**Selected extract:**
** BEGIN **

The American Way of Economic War By Paul Krugman

The American Way of Economic War By Paul Krugman

Suppose that a company in Peru wants to do business with a company in Malaysia. It should not be hard for the firms to make a deal. Sending money across national borders is generally straightforward, and so is the international transfer of large quantities of data.

But there’s a catch: whether or not the companies realize it, their transactions of both financial information and data will almost certainly be indirect and will probably pass through the United States or institutions over which the U.S. government has substantial control. When they do, Washington will have the power to monitor the exchange and, if desired, stop it in its tracks—to stop, in other words, the Peruvian company and the Malaysian company from doing business with each other. In fact, the United States could prevent many Peruvian and Malaysian companies from trading goods in general, largely cutting the countries off from the international economy.

Part of what undergirds this power is well known: much of the world’s trade is conducted in dollars. The dollar is one of the few currencies that almost all major banks will accept, and certainly the most widely used one. As a result, the dollar is the currency that many companies must use if they want to do international business. There is no real market in which the Peruvian company could exchange Peruvian soles for Malaysian ringgit, so local banks facilitating that trade will normally use soles to buy U.S. dollars and then use dollars to buy ringgit. To do so, however, the banks must have access to the U.S. financial system and must follow rules laid out by Washington. But there is another, lesser-known reason why the United States commands overwhelming economic power. Most of the world’s fiber-optic cables, which carry data and messages around the planet, travel through the United States. And where these cables make U.S. landfall, Washington can and does monitor their traffic—basically making a record of every data packet that allows the National Security Agency to see the data. The United States can therefore easily spy on what almost every business, and every other country, is doing. It can determine when its competitors are threatening its interests and issue meaningful sanctions in response.

Washington’s spying and sanctioning is the subject of Underground Empire: How America Weaponized the World Economy, by Henry Farrell and Abraham Newman. This revelatory book explains how Washington came to command such awesome power and the many ways it deploys this authority. Farrell and Newman detail how September 11 pushed the United States to begin using its empire and how its many constituent parts have come together to constrain both China and Russia. They show that although other states may not like Washington’s networks, escaping them is extremely difficult.

** END **

**Set problem 1:** According to the article, what event pushed the United States to begin using its empire?
**Set problem 2:** Please rewrite the paragraph in the article beginning "Part of what undergirds this power" as a short list that keeps its main facts.

Named object pointing entries
** BEGIN **

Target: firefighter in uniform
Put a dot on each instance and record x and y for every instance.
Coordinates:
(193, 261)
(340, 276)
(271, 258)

** END **
** BEGIN **

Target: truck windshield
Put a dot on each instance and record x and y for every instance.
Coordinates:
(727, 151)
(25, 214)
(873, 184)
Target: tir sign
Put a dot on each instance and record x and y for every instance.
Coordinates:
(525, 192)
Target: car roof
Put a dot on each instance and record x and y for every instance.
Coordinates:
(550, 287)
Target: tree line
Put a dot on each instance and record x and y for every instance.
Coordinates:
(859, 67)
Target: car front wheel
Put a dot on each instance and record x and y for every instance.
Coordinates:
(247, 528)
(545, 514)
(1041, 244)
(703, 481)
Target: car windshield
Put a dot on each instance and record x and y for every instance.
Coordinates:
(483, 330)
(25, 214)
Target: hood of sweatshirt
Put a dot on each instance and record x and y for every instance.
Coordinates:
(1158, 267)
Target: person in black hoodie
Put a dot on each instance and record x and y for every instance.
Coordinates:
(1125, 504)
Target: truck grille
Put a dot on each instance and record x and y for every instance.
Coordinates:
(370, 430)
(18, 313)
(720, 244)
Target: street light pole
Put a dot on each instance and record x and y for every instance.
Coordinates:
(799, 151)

** END **
** BEGIN **

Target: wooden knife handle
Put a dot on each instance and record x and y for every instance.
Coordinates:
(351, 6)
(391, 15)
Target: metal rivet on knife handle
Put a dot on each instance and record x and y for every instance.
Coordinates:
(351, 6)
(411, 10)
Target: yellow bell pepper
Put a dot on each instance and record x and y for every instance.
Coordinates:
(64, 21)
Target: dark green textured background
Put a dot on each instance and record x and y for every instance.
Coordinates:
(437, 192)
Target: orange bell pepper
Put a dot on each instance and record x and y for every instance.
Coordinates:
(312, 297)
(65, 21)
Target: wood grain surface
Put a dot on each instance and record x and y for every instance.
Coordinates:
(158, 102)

** END **

**Task result 1:** September 11.

**Task result 2:**
- Much of the world's trade is conducted in dollars, the most widely used currency and one that almost all major banks accept.
- Many companies must use dollars for international business. With no real market for exchanging Peruvian soles for Malaysian ringgit, banks buy dollars with soles and then use the dollars to buy ringgit.
- To do this, banks need access to the U.S. financial system and must follow Washington's rules.
- A lesser-known source of U.S. power is that most of the world's fiber-optic cables pass through the United States.
- Where these cables make U.S. landfall, Washington monitors their traffic, which lets the National Security Agency see the data.
- As a result, the United States can spy on almost every business and country, detect threats to its interests, and respond with sanctions.